[Location identification entries]
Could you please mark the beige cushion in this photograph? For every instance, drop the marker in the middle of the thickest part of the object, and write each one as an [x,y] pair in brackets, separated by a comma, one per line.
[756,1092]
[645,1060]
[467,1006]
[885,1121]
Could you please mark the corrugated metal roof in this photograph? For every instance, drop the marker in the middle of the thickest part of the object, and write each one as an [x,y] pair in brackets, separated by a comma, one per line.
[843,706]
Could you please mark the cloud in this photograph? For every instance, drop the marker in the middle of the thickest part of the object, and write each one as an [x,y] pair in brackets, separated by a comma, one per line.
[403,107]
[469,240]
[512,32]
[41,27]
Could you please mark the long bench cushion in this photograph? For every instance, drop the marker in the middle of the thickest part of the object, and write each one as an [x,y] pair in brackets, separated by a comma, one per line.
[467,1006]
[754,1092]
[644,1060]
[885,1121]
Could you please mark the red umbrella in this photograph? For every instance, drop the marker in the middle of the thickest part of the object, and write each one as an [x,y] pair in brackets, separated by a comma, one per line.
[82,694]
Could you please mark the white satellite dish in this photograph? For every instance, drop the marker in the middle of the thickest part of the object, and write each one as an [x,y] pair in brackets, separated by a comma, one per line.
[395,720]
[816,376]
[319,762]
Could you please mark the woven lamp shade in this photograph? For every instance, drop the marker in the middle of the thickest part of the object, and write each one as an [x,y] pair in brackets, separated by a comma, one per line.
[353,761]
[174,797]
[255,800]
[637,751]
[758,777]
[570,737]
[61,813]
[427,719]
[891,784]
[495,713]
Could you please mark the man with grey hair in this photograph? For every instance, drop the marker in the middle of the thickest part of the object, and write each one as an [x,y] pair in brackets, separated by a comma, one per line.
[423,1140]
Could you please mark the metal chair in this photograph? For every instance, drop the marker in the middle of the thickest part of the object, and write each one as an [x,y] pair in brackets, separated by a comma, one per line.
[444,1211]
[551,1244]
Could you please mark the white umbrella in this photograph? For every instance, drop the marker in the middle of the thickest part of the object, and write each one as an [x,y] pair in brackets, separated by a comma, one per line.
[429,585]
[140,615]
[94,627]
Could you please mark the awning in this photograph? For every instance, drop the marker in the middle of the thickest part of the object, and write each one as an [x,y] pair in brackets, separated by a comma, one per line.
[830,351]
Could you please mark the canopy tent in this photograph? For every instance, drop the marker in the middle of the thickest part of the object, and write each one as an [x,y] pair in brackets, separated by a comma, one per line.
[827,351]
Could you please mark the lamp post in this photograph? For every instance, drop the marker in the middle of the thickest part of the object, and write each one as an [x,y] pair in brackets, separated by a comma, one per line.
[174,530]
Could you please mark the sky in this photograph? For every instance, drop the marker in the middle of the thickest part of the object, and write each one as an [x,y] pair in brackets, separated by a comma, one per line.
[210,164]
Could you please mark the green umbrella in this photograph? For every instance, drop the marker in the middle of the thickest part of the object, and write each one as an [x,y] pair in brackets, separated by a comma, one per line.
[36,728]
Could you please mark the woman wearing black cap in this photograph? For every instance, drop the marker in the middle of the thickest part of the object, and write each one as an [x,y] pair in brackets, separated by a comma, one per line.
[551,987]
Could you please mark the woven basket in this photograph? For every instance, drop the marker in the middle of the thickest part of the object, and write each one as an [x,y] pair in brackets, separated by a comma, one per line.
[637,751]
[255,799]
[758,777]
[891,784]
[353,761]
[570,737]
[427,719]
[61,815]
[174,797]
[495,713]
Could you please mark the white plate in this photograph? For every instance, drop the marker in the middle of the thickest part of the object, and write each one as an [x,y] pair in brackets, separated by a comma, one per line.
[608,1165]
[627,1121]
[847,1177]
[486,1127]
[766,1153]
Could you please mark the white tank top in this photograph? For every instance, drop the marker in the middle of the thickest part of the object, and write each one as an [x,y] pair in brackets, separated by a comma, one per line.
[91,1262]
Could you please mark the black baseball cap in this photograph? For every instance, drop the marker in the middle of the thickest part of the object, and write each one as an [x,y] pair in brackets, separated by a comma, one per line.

EXERCISE DETAILS :: Copy every line starting at the one containing "Could you please mark the white tank" and ending at the last line of the entries, with each coordinate value in the answers raised by 17.

OUTPUT FOR THIS EXERCISE ::
Could you please mark the white tank top in this photograph? For every instance, drop the marker in the middle of the thickest part of the object, and write each one as an [x,y] pair in brackets, separated by a comma, one per line.
[108,1279]
Could you please mark the black baseball cap in this photograph? For every instance, drop the marker in the middle of the thickest part of the object, and write each one as an [x,y] pair in brackets, separated by a comma, one per line.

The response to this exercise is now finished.